- **Work instruction**
Identify, in the records below, every line where the string "negative" appears, and copy each such line.

----- Available data

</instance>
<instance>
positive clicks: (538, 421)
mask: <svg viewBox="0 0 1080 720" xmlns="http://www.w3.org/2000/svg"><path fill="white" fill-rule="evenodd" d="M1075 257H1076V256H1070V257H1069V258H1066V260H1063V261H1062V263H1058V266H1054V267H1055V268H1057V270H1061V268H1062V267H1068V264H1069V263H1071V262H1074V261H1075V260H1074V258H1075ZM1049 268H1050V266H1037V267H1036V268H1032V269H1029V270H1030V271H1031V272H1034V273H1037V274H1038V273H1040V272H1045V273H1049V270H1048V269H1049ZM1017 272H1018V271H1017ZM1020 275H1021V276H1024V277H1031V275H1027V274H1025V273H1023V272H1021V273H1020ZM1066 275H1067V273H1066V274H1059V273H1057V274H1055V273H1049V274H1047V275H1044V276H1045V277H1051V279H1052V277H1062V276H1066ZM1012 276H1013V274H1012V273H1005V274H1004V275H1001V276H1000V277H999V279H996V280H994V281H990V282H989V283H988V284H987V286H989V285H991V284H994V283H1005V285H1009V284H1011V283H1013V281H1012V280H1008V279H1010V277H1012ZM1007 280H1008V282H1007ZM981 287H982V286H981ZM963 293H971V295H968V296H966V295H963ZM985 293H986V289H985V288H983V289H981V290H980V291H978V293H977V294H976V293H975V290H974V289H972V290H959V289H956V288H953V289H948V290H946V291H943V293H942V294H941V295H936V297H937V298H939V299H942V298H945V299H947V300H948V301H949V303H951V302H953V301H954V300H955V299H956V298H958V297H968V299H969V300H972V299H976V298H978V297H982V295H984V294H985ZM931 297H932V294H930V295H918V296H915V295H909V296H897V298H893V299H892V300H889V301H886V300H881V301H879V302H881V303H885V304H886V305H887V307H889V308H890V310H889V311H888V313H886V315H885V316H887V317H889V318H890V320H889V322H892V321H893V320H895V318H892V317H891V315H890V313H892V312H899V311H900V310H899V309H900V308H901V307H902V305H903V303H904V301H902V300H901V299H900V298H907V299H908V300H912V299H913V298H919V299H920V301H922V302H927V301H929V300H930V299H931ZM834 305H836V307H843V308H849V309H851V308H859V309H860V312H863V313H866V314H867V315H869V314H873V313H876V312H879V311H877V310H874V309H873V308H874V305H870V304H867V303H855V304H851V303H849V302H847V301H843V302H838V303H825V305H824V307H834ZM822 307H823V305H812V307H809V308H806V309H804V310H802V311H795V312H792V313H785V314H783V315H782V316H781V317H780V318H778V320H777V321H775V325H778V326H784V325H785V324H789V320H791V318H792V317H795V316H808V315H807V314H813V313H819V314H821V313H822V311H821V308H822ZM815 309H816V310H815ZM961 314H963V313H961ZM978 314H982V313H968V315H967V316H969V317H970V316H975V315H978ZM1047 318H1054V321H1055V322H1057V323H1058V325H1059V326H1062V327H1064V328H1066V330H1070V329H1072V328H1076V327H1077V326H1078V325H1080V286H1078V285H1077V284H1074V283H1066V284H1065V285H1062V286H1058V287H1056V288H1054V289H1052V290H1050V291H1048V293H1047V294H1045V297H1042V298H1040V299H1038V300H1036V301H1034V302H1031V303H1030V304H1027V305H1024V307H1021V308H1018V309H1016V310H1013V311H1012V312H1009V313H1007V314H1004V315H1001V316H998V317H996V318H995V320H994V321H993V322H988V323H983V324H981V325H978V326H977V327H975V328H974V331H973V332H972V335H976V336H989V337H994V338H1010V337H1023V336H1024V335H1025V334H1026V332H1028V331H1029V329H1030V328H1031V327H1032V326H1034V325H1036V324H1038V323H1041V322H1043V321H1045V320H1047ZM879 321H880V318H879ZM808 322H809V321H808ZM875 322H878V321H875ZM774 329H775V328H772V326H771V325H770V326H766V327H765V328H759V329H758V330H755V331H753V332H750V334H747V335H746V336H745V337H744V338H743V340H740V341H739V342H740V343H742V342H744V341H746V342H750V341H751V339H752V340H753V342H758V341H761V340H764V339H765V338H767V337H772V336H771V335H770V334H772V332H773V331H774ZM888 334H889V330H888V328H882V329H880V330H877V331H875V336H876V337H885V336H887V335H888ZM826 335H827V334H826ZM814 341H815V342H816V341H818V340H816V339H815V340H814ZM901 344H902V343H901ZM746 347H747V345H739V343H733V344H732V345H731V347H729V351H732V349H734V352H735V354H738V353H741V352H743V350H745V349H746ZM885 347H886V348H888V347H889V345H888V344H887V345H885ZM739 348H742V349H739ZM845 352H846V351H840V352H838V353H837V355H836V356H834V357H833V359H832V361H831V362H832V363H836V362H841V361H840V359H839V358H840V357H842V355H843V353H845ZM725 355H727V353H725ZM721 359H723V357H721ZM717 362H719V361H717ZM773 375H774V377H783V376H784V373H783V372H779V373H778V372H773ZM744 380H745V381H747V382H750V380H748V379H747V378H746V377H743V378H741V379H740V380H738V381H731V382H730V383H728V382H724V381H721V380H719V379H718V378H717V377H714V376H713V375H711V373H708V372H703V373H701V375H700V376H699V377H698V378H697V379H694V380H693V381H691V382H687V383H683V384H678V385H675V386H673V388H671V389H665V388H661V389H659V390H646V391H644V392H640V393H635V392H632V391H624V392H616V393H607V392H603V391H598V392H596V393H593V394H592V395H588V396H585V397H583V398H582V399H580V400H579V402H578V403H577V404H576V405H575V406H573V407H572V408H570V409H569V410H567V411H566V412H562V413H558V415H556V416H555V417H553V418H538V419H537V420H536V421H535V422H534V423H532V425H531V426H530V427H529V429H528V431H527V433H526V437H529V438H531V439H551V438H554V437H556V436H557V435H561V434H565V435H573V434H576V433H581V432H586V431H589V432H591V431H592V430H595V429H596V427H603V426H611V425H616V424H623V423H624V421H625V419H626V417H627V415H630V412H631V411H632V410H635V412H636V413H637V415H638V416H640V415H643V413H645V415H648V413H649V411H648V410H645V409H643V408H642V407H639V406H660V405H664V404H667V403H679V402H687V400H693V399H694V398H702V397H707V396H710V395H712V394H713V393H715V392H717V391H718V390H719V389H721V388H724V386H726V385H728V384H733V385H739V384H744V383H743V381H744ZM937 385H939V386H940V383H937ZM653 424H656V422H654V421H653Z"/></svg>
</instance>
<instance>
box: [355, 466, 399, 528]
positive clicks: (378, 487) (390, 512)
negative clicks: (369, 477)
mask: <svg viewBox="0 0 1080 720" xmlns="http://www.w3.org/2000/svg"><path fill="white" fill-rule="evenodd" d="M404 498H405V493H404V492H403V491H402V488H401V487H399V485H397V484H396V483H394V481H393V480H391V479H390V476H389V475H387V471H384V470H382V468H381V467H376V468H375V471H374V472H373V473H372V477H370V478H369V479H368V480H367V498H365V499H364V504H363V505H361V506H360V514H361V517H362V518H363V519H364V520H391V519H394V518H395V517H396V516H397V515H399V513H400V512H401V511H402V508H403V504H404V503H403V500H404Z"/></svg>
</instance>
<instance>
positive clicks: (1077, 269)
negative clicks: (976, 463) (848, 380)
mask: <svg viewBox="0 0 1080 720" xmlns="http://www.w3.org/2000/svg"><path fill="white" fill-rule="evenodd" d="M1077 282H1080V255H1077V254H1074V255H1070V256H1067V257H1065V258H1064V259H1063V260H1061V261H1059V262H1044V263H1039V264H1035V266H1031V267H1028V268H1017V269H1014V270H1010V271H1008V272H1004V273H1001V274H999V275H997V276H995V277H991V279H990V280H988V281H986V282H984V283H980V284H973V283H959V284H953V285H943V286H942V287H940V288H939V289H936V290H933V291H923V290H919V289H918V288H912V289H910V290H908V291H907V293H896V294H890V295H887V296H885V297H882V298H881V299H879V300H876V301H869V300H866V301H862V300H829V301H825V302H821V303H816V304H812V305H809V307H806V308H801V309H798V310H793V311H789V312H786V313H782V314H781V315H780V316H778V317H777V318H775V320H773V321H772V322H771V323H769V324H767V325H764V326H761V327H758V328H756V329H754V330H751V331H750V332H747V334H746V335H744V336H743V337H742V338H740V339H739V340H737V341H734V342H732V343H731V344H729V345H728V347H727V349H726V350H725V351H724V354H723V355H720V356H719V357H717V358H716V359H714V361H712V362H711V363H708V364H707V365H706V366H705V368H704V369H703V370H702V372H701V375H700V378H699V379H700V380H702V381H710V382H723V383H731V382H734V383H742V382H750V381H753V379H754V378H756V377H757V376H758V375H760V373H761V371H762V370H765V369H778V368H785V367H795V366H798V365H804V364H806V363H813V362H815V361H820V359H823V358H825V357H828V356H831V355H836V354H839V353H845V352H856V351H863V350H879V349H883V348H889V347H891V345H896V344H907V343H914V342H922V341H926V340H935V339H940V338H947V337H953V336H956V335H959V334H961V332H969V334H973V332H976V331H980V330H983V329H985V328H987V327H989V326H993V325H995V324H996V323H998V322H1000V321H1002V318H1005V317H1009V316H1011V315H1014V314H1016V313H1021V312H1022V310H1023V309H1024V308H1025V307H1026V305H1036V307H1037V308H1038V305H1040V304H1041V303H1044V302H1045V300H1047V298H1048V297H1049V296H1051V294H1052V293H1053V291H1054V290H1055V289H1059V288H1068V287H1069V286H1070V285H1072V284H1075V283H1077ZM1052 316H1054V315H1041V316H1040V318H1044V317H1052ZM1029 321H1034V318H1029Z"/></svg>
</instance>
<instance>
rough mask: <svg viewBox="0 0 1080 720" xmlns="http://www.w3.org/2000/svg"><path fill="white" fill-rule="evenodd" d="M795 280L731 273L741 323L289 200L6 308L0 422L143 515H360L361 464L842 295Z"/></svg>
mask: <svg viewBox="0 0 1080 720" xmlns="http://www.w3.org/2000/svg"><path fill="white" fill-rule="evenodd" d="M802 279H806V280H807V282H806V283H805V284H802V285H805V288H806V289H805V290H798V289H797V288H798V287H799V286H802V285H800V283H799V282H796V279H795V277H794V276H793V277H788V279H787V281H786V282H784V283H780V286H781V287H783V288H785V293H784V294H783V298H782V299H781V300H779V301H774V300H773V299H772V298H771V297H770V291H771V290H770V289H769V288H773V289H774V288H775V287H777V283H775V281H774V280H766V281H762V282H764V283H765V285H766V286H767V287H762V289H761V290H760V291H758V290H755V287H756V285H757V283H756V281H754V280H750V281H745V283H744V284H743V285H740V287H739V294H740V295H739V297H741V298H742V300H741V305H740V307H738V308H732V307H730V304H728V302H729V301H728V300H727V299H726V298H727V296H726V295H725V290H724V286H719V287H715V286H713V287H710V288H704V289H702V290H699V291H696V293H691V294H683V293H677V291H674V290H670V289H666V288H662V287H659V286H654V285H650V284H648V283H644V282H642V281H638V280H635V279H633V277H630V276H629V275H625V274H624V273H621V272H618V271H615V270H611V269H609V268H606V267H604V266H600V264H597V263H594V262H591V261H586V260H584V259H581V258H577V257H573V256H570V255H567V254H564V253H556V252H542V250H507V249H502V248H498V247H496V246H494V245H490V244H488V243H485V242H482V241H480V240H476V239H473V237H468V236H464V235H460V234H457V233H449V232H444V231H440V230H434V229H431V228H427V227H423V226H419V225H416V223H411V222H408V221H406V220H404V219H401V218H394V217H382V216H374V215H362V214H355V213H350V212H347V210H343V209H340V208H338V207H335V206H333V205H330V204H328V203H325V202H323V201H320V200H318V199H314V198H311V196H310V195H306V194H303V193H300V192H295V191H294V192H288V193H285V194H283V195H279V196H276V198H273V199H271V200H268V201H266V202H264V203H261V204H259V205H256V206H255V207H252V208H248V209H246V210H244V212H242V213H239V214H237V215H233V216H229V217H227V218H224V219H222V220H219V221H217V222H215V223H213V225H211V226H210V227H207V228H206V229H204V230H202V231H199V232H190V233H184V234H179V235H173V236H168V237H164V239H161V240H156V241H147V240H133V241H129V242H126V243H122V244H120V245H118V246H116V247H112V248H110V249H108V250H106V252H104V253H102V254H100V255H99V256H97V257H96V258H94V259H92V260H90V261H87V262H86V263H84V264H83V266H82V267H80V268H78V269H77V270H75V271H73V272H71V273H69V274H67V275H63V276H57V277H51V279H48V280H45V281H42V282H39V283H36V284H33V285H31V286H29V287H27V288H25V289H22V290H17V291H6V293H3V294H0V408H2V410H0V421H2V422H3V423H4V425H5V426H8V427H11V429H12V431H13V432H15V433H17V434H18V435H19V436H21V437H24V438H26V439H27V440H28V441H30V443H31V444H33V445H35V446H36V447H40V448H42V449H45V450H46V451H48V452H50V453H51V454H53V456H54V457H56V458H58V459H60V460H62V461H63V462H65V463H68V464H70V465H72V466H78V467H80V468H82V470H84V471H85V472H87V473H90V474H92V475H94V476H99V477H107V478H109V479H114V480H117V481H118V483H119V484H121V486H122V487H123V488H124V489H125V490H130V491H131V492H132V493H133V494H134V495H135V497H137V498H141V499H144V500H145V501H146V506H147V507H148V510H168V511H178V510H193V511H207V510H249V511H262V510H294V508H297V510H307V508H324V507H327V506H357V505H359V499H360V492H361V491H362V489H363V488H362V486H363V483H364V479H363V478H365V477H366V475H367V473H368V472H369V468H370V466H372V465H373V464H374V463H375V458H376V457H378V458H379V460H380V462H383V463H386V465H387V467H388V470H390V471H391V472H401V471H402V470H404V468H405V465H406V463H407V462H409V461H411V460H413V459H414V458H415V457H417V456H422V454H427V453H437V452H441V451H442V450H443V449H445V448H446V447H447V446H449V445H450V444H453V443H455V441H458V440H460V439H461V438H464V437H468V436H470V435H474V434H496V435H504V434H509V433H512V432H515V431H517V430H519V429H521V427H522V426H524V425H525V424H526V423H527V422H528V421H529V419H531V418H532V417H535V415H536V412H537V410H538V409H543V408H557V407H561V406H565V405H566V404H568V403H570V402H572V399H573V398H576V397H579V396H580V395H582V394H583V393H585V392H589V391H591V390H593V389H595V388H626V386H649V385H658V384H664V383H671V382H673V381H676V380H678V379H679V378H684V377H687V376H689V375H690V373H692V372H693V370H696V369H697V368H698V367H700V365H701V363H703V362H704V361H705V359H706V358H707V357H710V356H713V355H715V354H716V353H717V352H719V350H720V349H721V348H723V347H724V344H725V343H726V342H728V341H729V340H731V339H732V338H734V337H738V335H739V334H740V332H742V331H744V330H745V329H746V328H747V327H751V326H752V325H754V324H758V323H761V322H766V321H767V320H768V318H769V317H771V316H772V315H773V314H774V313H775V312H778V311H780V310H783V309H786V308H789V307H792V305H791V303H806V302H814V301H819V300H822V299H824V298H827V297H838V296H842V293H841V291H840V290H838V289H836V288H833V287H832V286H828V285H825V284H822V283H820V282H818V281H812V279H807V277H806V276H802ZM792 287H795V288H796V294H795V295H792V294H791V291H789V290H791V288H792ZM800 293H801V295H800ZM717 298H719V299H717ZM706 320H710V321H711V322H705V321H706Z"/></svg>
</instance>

----------

- **Finished task**
negative clicks: (369, 477)
negative clicks: (976, 463) (848, 380)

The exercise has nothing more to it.